= Document excerpt =

== == ==

Skip to content

Generative Neural Video Compression via Video Diffusion Prior

Conference: CVPR 2026 arXiv: 2512.05016 Code: N/A Area: Video Generation Keywords: Video Compression, Video Diffusion Model, Flow Matching, Perceptual Quality, Temporal Consistency

TL;DR

This paper proposes GNVC-VD, the first DiT-based generative neural video compression framework. By leveraging a video diffusion transformer as a video-native generative prior, GNVC-VD performs spatiotemporal latent compression and sequence-level generative refinement within a unified codec. At extremely low bitrates (<0.03 bpp), it substantially surpasses both traditional and learned codecs in perceptual quality while significantly reducing the flickering artifacts prevalent in prior generative approaches.

== == ==

= Problems to solve =
[1] Copy the part of the video compression summary that begins at the words "Generative Neural Video Compression via" and ends after the words "prior generative approaches.".
[2] Answer these questions using the video compression summary.
(a) At which conference does the paper appear?
(b) What is the paper's arXiv number?
(c) Below what bitrate does GNVC-VD substantially surpass traditional and learned codecs in perceptual quality?
[3] Write the next part of the video compression summary, continuing from where it stops.
None of the data is needed here.

Rows from a segmentation dataset

== == ==

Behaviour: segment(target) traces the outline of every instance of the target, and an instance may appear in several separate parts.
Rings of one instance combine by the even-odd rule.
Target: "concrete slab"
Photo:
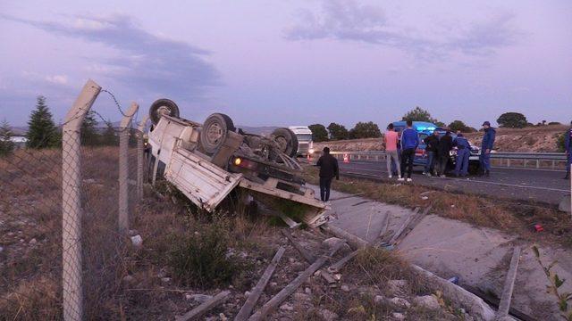
[[[368,242],[379,235],[383,216],[388,211],[390,230],[397,229],[413,213],[409,209],[363,197],[349,197],[349,194],[340,192],[335,192],[335,195],[331,210],[335,218],[331,219],[330,224]],[[531,251],[532,244],[524,243],[517,235],[428,215],[401,241],[397,251],[441,277],[459,276],[461,284],[491,291],[500,297],[514,245],[520,245],[523,251],[512,306],[539,319],[554,318],[558,316],[558,307],[555,299],[546,293],[549,283]],[[545,265],[558,259],[553,270],[560,278],[572,280],[569,250],[541,247],[540,251]],[[572,282],[567,281],[560,289],[572,292]]]

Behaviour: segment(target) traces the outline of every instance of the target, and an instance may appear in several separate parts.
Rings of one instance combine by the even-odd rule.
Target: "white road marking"
[[[354,169],[354,170],[363,170],[363,171],[369,171],[369,172],[382,172],[382,173],[385,173],[386,172],[386,171],[384,171],[383,169],[361,169],[361,168],[350,168],[349,166],[347,166],[345,168],[346,169],[349,168],[349,169]],[[374,175],[368,175],[368,174],[361,174],[361,173],[358,173],[358,172],[348,172],[348,173],[349,174],[365,175],[365,176],[379,177],[379,176],[374,176]],[[489,182],[489,181],[482,181],[482,180],[478,180],[478,179],[463,179],[463,178],[454,178],[454,177],[446,177],[444,179],[455,180],[455,181],[458,181],[458,182],[475,182],[475,183],[481,183],[481,184],[491,184],[491,185],[508,186],[508,187],[532,188],[532,189],[538,189],[538,190],[544,190],[544,191],[555,191],[555,192],[565,192],[565,193],[569,193],[570,192],[569,190],[564,190],[564,189],[559,189],[559,188],[543,187],[543,186],[530,186],[530,185],[517,185],[517,184],[499,183],[499,182]]]

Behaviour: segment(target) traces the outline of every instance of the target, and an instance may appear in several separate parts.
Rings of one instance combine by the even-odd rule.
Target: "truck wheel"
[[[476,175],[479,173],[481,164],[478,161],[470,161],[468,163],[468,173],[471,175]]]
[[[232,119],[225,114],[214,113],[206,118],[200,131],[200,144],[208,154],[214,154],[223,145],[228,132],[234,131]]]
[[[179,117],[179,107],[171,99],[157,99],[149,108],[149,118],[153,124],[156,125],[163,115]]]
[[[295,157],[298,153],[298,137],[293,131],[288,128],[276,128],[273,133],[274,142],[278,143],[280,151],[290,157]]]

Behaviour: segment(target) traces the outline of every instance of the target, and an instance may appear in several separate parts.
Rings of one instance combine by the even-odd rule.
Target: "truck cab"
[[[290,126],[296,138],[298,138],[298,156],[307,156],[314,152],[314,142],[312,141],[312,131],[307,126]]]

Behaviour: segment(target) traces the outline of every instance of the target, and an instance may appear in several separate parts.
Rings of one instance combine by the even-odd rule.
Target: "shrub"
[[[223,221],[172,237],[168,263],[181,284],[200,288],[225,284],[232,280],[237,264],[227,256],[228,226]]]

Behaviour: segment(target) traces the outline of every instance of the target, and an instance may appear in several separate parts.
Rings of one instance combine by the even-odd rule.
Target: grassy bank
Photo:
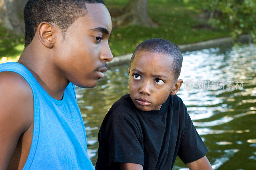
[[[105,1],[107,7],[111,9],[123,8],[128,1]],[[180,44],[230,35],[228,30],[200,26],[205,22],[199,17],[202,7],[202,1],[198,0],[149,0],[149,15],[159,26],[128,25],[113,28],[109,39],[113,55],[132,52],[139,43],[152,38],[164,38]],[[6,30],[3,32],[0,33],[0,57],[11,57],[15,60],[23,50],[24,37],[13,37]]]

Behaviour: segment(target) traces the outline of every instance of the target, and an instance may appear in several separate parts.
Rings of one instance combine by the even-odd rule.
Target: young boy
[[[137,47],[129,69],[130,94],[115,102],[98,135],[96,169],[172,169],[177,155],[191,169],[212,169],[207,150],[176,95],[181,52],[155,38]]]
[[[113,56],[102,0],[29,0],[25,48],[0,65],[0,169],[95,169],[75,86],[91,88]]]

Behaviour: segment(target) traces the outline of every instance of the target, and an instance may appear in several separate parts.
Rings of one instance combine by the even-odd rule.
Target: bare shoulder
[[[6,168],[20,137],[33,120],[30,86],[18,74],[0,73],[0,169]]]
[[[33,104],[32,90],[22,76],[11,72],[0,73],[0,116],[13,113],[20,121],[29,122],[31,113],[28,111]]]

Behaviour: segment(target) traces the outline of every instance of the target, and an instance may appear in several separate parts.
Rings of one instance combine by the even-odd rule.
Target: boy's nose
[[[111,52],[108,44],[103,50],[100,56],[100,59],[105,62],[109,62],[113,59],[113,55]]]
[[[150,95],[151,92],[150,83],[149,81],[145,81],[141,83],[140,88],[139,91],[139,93],[144,95]]]

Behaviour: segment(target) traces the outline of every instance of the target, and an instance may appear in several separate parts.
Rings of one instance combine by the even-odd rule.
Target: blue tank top
[[[32,143],[23,169],[94,169],[87,152],[85,129],[69,83],[61,100],[50,96],[30,72],[17,63],[0,65],[0,72],[20,74],[34,96]]]

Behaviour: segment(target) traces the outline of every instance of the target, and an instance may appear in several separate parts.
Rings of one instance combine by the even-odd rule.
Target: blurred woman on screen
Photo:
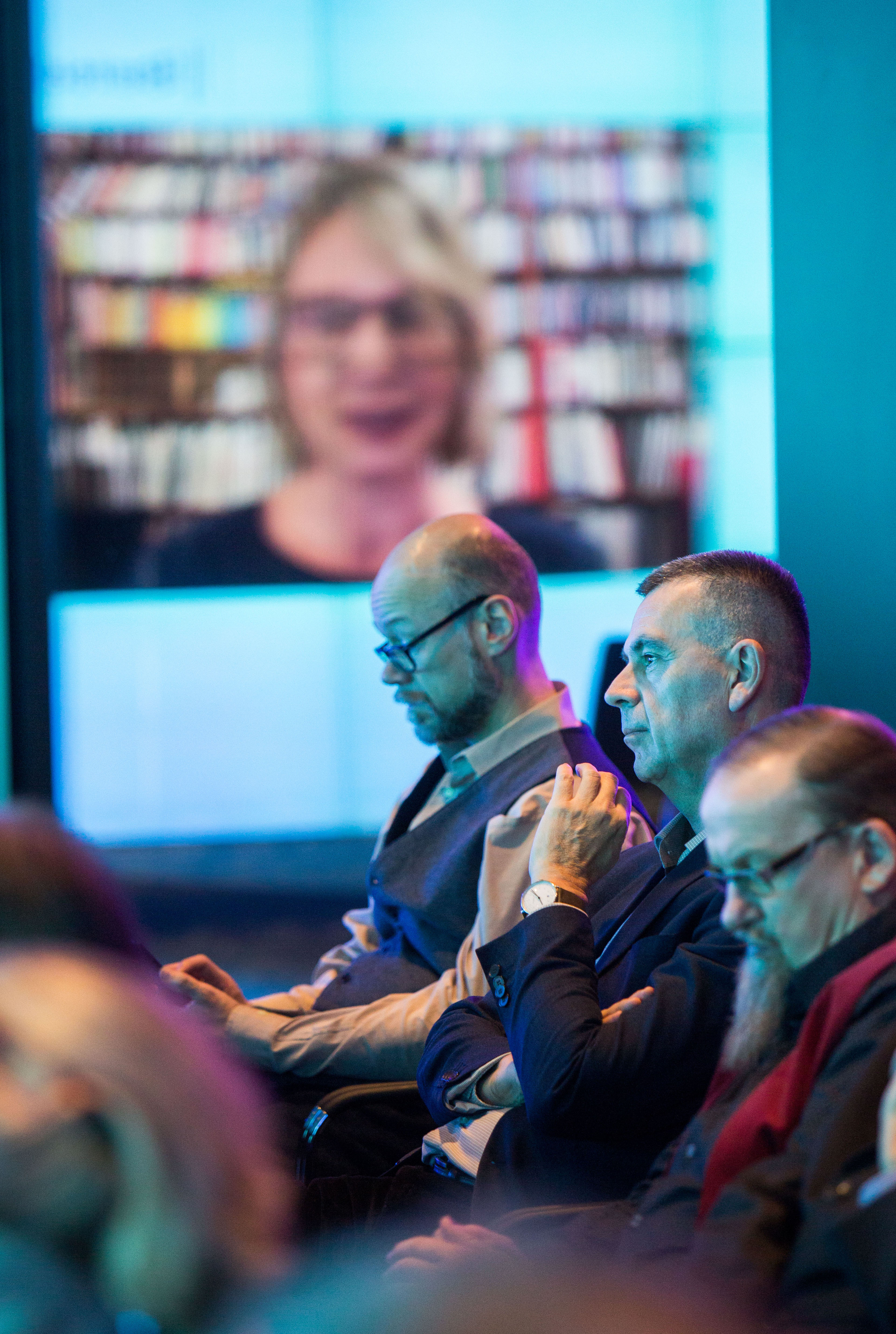
[[[279,1277],[289,1195],[265,1130],[248,1077],[140,972],[0,952],[0,1327],[144,1311],[189,1334]]]
[[[271,382],[295,471],[139,560],[144,586],[372,579],[411,531],[481,508],[485,283],[384,161],[325,165],[277,281]],[[543,571],[601,567],[572,524],[493,515]]]

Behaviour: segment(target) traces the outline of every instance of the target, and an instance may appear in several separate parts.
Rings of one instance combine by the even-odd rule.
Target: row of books
[[[684,277],[495,283],[489,301],[492,332],[501,343],[591,329],[693,335],[708,321],[707,287]]]
[[[75,283],[71,299],[83,347],[248,350],[271,335],[271,301],[253,292]]]
[[[195,511],[248,504],[284,478],[280,439],[264,419],[121,427],[57,423],[51,460],[63,502],[111,510]]]
[[[281,212],[295,207],[317,169],[311,157],[248,165],[239,161],[84,163],[71,168],[48,200],[55,217],[83,213],[131,216]],[[688,201],[685,160],[679,153],[627,153],[401,163],[412,188],[451,212],[485,208],[651,211]]]
[[[269,272],[285,223],[269,217],[64,217],[52,225],[63,273],[217,279]]]
[[[168,129],[139,133],[47,133],[44,152],[51,161],[67,159],[259,160],[265,157],[361,157],[400,148],[413,156],[501,156],[547,149],[552,153],[617,152],[652,149],[681,151],[693,132],[660,128],[607,129],[599,125],[545,125],[521,128],[505,124],[433,125],[424,129],[376,129],[348,125],[312,129]]]
[[[700,213],[547,213],[537,219],[485,212],[465,227],[477,263],[491,273],[556,269],[693,268],[709,253]]]
[[[308,157],[253,167],[84,163],[56,185],[47,212],[53,217],[283,212],[307,191],[316,169]]]
[[[409,184],[457,213],[483,208],[644,212],[704,201],[703,173],[677,152],[639,148],[616,153],[545,152],[505,157],[412,159]]]
[[[491,328],[501,343],[592,329],[687,335],[705,327],[705,287],[683,279],[499,283],[491,291]],[[268,296],[213,288],[77,281],[71,313],[88,348],[252,350],[272,329]]]
[[[547,494],[601,500],[631,491],[684,494],[689,460],[699,450],[695,422],[655,414],[637,432],[627,462],[619,426],[601,412],[504,418],[483,476],[484,492],[496,502]],[[267,495],[285,474],[280,440],[263,419],[57,424],[51,458],[63,499],[113,510],[227,510]]]
[[[627,451],[617,423],[596,411],[521,414],[500,422],[484,478],[492,500],[545,495],[620,500],[625,495],[684,496],[701,450],[701,424],[681,414],[652,414]]]
[[[537,219],[485,212],[468,220],[473,257],[492,273],[527,268],[688,268],[705,263],[699,213],[548,213]],[[51,227],[63,273],[107,277],[196,277],[269,272],[283,259],[284,217],[61,217]]]
[[[672,344],[589,338],[537,339],[501,348],[491,366],[491,402],[504,412],[549,407],[684,404],[688,368]]]

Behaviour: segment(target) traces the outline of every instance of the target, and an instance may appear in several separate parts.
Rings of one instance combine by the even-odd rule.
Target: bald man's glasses
[[[413,639],[408,639],[407,644],[391,644],[388,639],[384,639],[381,644],[376,646],[373,652],[379,659],[381,659],[381,662],[392,663],[392,666],[397,667],[399,671],[413,672],[417,670],[417,664],[411,656],[412,648],[421,644],[424,639],[429,638],[429,635],[435,635],[435,632],[441,630],[443,626],[449,626],[452,620],[457,620],[457,618],[463,616],[464,612],[472,611],[473,607],[480,607],[485,599],[491,596],[491,592],[481,592],[479,598],[471,598],[469,602],[465,602],[463,607],[457,608],[457,611],[452,611],[448,616],[443,616],[441,620],[437,620],[435,626],[429,626],[428,630],[415,635]]]

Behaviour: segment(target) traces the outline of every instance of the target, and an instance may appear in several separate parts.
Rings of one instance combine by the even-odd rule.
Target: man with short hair
[[[740,946],[703,874],[700,795],[733,736],[803,698],[808,623],[792,576],[751,552],[669,562],[640,591],[607,699],[621,710],[635,772],[680,814],[656,846],[604,871],[616,784],[587,767],[579,778],[559,770],[532,846],[525,920],[479,950],[492,994],[445,1011],[417,1071],[440,1125],[424,1163],[475,1179],[472,1201],[443,1189],[461,1217],[471,1202],[489,1218],[624,1197],[696,1111],[716,1063]],[[640,1003],[604,1013],[631,998]],[[309,1223],[369,1217],[368,1195],[397,1213],[409,1171],[369,1190],[321,1185]],[[417,1185],[437,1209],[432,1182]]]
[[[713,759],[732,738],[799,703],[808,680],[805,608],[775,562],[737,551],[685,556],[660,566],[639,591],[644,602],[625,640],[627,666],[607,700],[621,711],[635,772],[680,814],[656,848],[625,852],[588,896],[593,876],[584,860],[576,864],[571,844],[585,810],[593,815],[607,803],[584,779],[576,795],[564,779],[532,848],[532,879],[579,895],[572,904],[581,907],[569,899],[533,904],[527,920],[484,946],[483,967],[489,979],[501,978],[509,1003],[497,1009],[492,996],[453,1006],[433,1027],[420,1065],[420,1089],[437,1121],[524,1101],[525,1113],[493,1118],[479,1187],[481,1195],[491,1178],[501,1178],[491,1191],[508,1209],[545,1199],[543,1174],[533,1198],[517,1170],[520,1139],[533,1145],[529,1127],[604,1143],[605,1167],[587,1186],[580,1175],[579,1189],[593,1193],[599,1183],[605,1194],[624,1149],[659,1151],[699,1106],[727,999],[708,984],[712,968],[699,943],[707,924],[695,923],[695,939],[672,950],[663,914],[704,883],[700,798]],[[625,994],[645,984],[653,987],[649,999],[612,1029],[601,1025],[613,987]],[[456,1078],[447,1081],[447,1071]],[[575,1162],[573,1154],[573,1178]],[[503,1173],[503,1163],[517,1166]]]
[[[383,682],[439,755],[380,835],[369,906],[344,919],[352,939],[321,958],[309,986],[252,1003],[205,955],[163,970],[247,1057],[287,1073],[295,1147],[321,1091],[413,1078],[433,1021],[485,988],[476,947],[520,918],[557,764],[589,762],[625,787],[548,679],[535,566],[496,524],[452,515],[411,534],[377,574],[372,606]],[[637,798],[628,802],[635,812],[615,830],[608,866],[623,840],[651,835]],[[395,1147],[385,1137],[383,1166]]]
[[[788,710],[725,750],[700,810],[747,947],[719,1069],[629,1199],[555,1239],[671,1265],[788,1329],[889,1329],[896,1174],[887,1147],[875,1174],[873,1141],[896,1045],[896,735]],[[445,1225],[395,1258],[441,1263],[472,1241]]]

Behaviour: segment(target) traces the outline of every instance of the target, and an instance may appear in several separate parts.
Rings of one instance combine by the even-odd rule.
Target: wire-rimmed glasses
[[[760,894],[768,892],[772,888],[772,882],[775,876],[783,871],[785,867],[792,866],[801,856],[808,852],[815,851],[819,843],[824,843],[828,838],[836,838],[837,834],[843,834],[848,824],[835,824],[833,828],[823,830],[821,834],[816,834],[815,838],[807,839],[805,843],[800,843],[799,847],[792,848],[789,852],[784,852],[783,856],[775,858],[768,866],[760,867],[759,870],[743,870],[727,871],[723,866],[707,866],[704,875],[709,876],[712,880],[721,880],[723,884],[733,884],[737,892],[741,892],[749,883],[759,882],[761,888]]]
[[[435,623],[435,626],[429,626],[428,630],[423,630],[419,635],[415,635],[413,639],[408,639],[407,643],[391,644],[388,639],[384,639],[381,644],[376,646],[373,652],[381,662],[392,663],[392,666],[397,667],[399,671],[415,672],[417,670],[417,664],[411,656],[411,650],[423,643],[424,639],[428,639],[429,635],[435,635],[435,632],[441,630],[443,626],[449,626],[452,620],[457,620],[457,618],[463,616],[465,611],[472,611],[473,607],[481,606],[481,603],[491,596],[491,592],[480,592],[477,598],[471,598],[463,607],[457,607],[456,611],[443,616],[441,620]]]

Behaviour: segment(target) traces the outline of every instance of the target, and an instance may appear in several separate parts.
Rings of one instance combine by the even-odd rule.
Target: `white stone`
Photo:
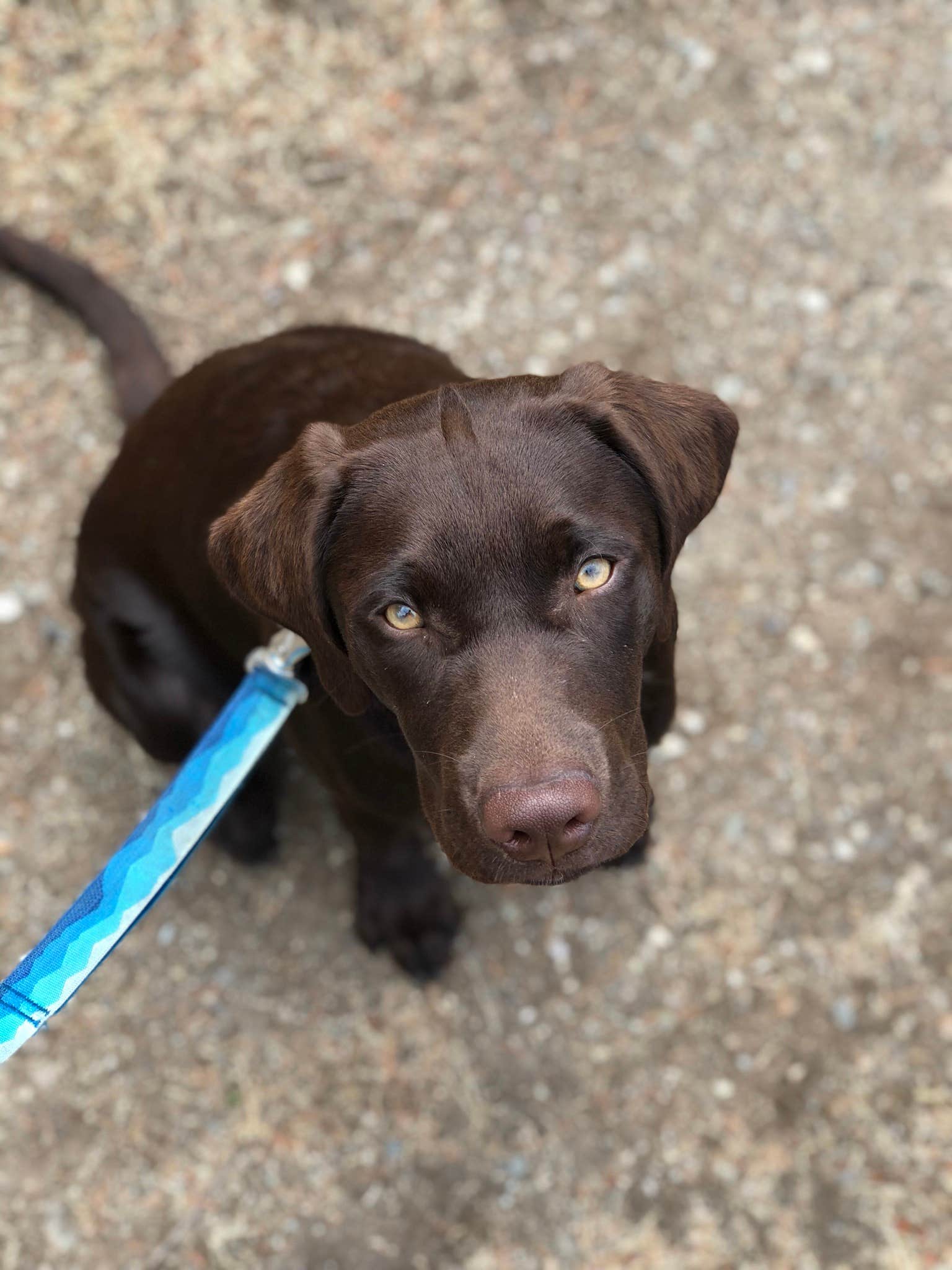
[[[796,649],[797,653],[819,653],[823,648],[820,643],[820,636],[810,626],[805,626],[802,622],[797,622],[796,626],[791,626],[787,632],[787,643],[791,648]]]
[[[660,759],[683,758],[688,752],[688,743],[677,732],[669,732],[664,740],[656,747],[655,757]]]
[[[736,405],[744,396],[746,384],[739,375],[721,375],[715,380],[713,390],[727,405]]]
[[[682,710],[678,716],[678,725],[689,737],[699,737],[707,728],[707,719],[704,719],[699,710]]]
[[[0,622],[15,622],[23,617],[23,601],[15,591],[0,591]]]
[[[291,291],[307,291],[311,284],[311,278],[314,277],[314,269],[308,260],[296,259],[288,260],[284,265],[284,272],[282,274],[284,278],[284,286]]]
[[[825,314],[830,307],[830,297],[819,287],[801,287],[797,292],[797,305],[805,314]]]

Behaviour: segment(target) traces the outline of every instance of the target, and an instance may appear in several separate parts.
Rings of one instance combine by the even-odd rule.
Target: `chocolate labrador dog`
[[[671,569],[727,474],[726,405],[597,362],[475,380],[347,326],[173,381],[89,269],[9,230],[0,260],[110,356],[128,429],[74,603],[94,693],[150,754],[185,756],[275,625],[303,636],[291,732],[357,845],[357,930],[420,978],[458,923],[426,826],[486,883],[638,855],[674,712]],[[275,747],[220,822],[244,860],[273,850],[281,768]]]

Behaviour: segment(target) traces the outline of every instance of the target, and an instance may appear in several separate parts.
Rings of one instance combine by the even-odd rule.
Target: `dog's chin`
[[[647,812],[632,829],[626,831],[623,837],[616,836],[608,841],[597,834],[578,851],[562,856],[555,865],[542,860],[510,860],[501,851],[487,846],[480,846],[476,851],[472,848],[456,851],[443,843],[440,847],[453,867],[473,881],[487,885],[561,886],[627,855],[632,843],[637,842],[646,829]]]

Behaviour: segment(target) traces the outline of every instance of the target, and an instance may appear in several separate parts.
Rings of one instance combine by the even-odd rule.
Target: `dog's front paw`
[[[387,949],[396,964],[425,983],[449,961],[459,908],[429,860],[360,869],[357,933],[368,949]]]

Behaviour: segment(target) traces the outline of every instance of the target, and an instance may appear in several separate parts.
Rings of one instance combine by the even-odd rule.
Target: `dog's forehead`
[[[598,447],[542,419],[476,417],[468,438],[429,428],[381,442],[359,465],[360,521],[395,540],[467,550],[531,537],[572,512],[592,514],[602,489]]]

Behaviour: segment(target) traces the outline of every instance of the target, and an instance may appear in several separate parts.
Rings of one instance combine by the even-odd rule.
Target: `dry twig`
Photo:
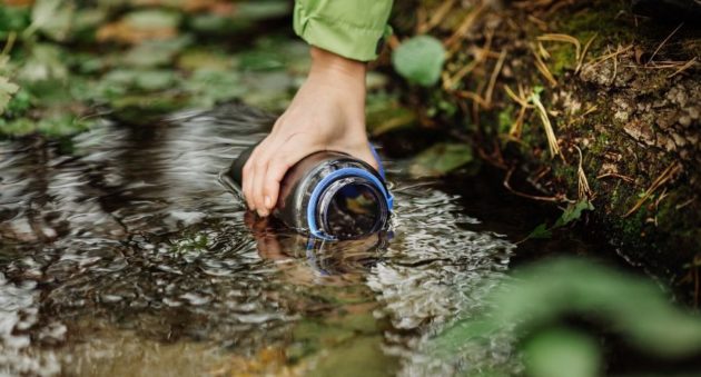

== == ==

= The answers =
[1]
Generative Neural Video Compression via Video Diffusion Prior

Conference: CVPR 2026 arXiv: 2512.05016 Code: N/A Area: Video Generation Keywords: Video Compression, Video Diffusion Model, Flow Matching, Perceptual Quality, Temporal Consistency

TL;DR

This paper proposes GNVC-VD, the first DiT-based generative neural video compression framework. By leveraging a video diffusion transformer as a video-native generative prior, GNVC-VD performs spatiotemporal latent compression and sequence-level generative refinement within a unified codec. At extremely low bitrates (<0.03 bpp), it substantially surpasses both traditional and learned codecs in perceptual quality while significantly reducing the flickering artifacts prevalent in prior generative approaches.

[2]
(a) CVPR 2026
(b) 2512.05016
(c) 0.03 bpp

[3]
Background & Motivation

  1. Background: Neural video compression (NVC) has advanced rapidly in recent years, with learned codecs such as the DCVC series surpassing traditional standards like HEVC and VVC in rate-distortion performance. In the image domain, generative compression has successfully recovered high-frequency textures via pretrained GANs or diffusion models, producing visually compelling reconstructions at very low bitrates.
  2. Limitations of Prior Work: When bitrates fall into the extremely low regime (<0.03 bpp), distortion-driven objectives (e.g., MSE) excessively smooth textures and erase fine structures. More critically, existing perceptual video codecs (e.g., GLC-Video, DiffVC) integrate image-domain generative priors that are inherently static and lack temporal modeling capacity.
  3. Key Challenge: Video imposes strict requirements on temporal consistency. Even when conditioned on adjacent frames, image-based generative priors cannot capture long-range temporal structure, causing the recovered appearance to drift over time and producing severe perceptual flickering, particularly at extremely low bitrates.
  4. Goal: (a) How to introduce a video-native generative prior into neural video compression? (b) How to perform sequence-level refinement in the spatiotemporal latent space rather than per-frame enhancement? (c) How to adapt the diffusion prior to compression-induced degradations?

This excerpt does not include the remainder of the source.